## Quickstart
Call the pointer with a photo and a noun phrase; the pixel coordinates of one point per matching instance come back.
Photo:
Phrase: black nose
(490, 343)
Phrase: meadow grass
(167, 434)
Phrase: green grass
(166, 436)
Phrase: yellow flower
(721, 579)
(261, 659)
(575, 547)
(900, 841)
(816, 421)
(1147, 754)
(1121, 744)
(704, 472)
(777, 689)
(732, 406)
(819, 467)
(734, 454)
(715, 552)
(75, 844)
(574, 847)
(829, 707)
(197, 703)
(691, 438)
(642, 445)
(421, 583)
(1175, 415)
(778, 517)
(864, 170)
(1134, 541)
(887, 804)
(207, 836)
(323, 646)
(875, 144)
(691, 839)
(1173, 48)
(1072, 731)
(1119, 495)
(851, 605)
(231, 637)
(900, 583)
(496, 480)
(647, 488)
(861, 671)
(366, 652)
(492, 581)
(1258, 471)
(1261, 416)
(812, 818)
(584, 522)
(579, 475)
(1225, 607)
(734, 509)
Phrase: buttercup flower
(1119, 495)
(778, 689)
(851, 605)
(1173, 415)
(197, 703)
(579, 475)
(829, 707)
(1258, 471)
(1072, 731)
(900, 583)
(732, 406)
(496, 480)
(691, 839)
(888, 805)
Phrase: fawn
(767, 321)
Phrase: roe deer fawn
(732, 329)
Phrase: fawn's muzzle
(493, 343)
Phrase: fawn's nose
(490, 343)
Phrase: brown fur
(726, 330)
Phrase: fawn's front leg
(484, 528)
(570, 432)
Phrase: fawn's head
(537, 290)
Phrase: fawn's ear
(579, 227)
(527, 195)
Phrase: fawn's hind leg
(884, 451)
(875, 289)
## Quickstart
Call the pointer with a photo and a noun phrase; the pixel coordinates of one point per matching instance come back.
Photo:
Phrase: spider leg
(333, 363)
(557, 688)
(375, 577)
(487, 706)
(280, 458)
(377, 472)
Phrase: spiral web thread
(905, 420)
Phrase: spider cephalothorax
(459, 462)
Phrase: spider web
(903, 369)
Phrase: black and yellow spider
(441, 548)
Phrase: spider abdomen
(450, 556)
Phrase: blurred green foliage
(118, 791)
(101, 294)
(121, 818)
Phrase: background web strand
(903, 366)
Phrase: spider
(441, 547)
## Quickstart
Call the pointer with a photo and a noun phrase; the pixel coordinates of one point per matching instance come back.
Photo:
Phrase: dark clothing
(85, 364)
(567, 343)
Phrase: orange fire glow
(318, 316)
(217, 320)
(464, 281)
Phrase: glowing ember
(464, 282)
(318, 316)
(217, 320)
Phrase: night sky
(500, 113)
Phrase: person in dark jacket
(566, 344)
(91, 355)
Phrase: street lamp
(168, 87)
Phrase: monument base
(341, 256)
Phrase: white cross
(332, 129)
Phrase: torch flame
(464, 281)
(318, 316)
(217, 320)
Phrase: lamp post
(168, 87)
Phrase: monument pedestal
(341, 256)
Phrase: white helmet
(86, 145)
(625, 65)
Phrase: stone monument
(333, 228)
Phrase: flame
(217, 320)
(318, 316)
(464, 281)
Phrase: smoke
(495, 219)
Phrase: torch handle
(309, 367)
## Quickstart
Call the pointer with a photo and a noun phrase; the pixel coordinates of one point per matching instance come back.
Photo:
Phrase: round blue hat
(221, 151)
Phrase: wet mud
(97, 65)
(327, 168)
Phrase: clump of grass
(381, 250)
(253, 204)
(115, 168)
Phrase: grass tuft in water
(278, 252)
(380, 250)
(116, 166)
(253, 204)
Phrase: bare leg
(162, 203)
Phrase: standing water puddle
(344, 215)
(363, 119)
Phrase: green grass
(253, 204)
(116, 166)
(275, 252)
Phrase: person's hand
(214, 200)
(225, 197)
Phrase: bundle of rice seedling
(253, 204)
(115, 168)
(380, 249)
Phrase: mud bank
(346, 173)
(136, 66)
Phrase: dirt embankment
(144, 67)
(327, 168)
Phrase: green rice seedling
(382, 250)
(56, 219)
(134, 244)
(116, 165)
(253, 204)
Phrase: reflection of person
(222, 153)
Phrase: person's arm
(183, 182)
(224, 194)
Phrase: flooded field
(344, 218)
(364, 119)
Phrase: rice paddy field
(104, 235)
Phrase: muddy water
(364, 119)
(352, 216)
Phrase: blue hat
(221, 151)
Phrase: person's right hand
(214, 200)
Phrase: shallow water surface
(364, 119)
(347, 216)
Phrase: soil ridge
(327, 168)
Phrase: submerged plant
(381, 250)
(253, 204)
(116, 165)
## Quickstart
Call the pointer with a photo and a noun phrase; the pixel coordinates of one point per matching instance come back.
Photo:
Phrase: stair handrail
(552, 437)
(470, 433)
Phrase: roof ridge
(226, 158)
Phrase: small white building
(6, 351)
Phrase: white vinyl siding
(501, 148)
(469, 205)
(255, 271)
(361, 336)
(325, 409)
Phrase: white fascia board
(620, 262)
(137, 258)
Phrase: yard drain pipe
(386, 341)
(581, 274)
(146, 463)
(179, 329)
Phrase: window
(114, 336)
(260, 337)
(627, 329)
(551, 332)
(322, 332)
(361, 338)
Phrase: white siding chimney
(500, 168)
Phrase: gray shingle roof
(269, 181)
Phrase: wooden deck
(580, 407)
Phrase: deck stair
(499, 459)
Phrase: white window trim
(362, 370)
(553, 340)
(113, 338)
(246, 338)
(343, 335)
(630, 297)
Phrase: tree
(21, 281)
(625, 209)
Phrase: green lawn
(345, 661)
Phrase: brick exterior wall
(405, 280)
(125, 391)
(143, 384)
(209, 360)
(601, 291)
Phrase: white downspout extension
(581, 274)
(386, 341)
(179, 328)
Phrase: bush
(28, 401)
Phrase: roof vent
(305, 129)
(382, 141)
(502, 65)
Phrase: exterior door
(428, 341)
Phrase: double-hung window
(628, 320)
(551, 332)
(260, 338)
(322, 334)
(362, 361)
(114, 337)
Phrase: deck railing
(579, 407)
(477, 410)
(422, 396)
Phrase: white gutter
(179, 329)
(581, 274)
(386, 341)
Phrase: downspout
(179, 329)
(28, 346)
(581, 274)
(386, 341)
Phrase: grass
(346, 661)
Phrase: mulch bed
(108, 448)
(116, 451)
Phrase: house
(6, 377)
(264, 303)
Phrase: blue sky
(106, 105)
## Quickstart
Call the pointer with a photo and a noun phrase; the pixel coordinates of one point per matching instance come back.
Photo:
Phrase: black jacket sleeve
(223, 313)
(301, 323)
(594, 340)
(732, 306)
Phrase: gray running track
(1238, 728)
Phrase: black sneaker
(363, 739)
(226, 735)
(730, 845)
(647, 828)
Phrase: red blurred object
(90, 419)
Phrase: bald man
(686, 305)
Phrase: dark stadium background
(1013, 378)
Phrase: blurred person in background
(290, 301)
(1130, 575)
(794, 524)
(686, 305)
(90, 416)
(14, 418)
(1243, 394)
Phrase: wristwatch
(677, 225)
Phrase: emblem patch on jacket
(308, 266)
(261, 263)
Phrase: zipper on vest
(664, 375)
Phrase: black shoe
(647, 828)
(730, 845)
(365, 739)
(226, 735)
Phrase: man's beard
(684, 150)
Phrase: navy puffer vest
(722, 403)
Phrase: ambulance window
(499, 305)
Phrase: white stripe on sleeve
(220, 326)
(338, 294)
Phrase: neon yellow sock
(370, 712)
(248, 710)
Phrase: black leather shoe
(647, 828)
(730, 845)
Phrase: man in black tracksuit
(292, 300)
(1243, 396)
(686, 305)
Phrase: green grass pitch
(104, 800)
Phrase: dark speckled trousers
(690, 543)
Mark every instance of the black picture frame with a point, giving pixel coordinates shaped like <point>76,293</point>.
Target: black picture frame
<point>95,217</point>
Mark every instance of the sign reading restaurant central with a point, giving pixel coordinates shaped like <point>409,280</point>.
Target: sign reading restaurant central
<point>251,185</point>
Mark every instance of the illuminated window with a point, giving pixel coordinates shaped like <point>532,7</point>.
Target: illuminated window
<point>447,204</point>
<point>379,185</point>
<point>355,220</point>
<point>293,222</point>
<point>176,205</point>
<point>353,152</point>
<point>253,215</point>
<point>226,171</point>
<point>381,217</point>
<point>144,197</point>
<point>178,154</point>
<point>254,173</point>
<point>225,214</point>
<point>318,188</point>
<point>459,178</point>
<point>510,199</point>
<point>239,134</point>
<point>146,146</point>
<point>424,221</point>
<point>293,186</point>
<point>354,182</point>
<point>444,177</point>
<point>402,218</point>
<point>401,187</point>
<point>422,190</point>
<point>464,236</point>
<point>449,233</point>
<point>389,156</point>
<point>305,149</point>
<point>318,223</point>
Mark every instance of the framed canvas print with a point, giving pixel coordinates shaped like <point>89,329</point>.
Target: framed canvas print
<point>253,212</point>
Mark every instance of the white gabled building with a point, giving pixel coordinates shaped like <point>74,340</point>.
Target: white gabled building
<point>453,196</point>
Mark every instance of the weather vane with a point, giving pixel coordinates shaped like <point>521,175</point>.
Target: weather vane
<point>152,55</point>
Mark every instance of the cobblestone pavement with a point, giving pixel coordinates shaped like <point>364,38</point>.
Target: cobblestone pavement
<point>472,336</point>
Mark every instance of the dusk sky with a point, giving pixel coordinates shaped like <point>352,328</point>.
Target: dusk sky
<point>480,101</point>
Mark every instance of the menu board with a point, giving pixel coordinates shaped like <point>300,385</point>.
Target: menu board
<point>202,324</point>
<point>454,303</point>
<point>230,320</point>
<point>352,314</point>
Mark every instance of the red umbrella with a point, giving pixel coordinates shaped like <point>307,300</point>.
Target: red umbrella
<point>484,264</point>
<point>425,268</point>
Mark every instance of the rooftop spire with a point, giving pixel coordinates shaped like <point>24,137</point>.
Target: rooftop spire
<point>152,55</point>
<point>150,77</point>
-------------------------
[Problem details]
Retype only the stretch of lines above starting at the one with "Mark every instance of the black" and stopping at the one with "Mark every instance of the illuminated", exactly as written, with both kept.

[Response to this task]
Mark every instance of the black picture frame with a point, giving pixel coordinates shaped like <point>76,293</point>.
Target: black picture frame
<point>95,217</point>
Mark every instance of the sign reading restaurant central with a point, giving pixel coordinates shaped like <point>409,280</point>.
Target: sign reading restaurant central
<point>251,185</point>
Mark every instance of the illuminated window with a point, giving pixel coordinates shaped like <point>532,7</point>.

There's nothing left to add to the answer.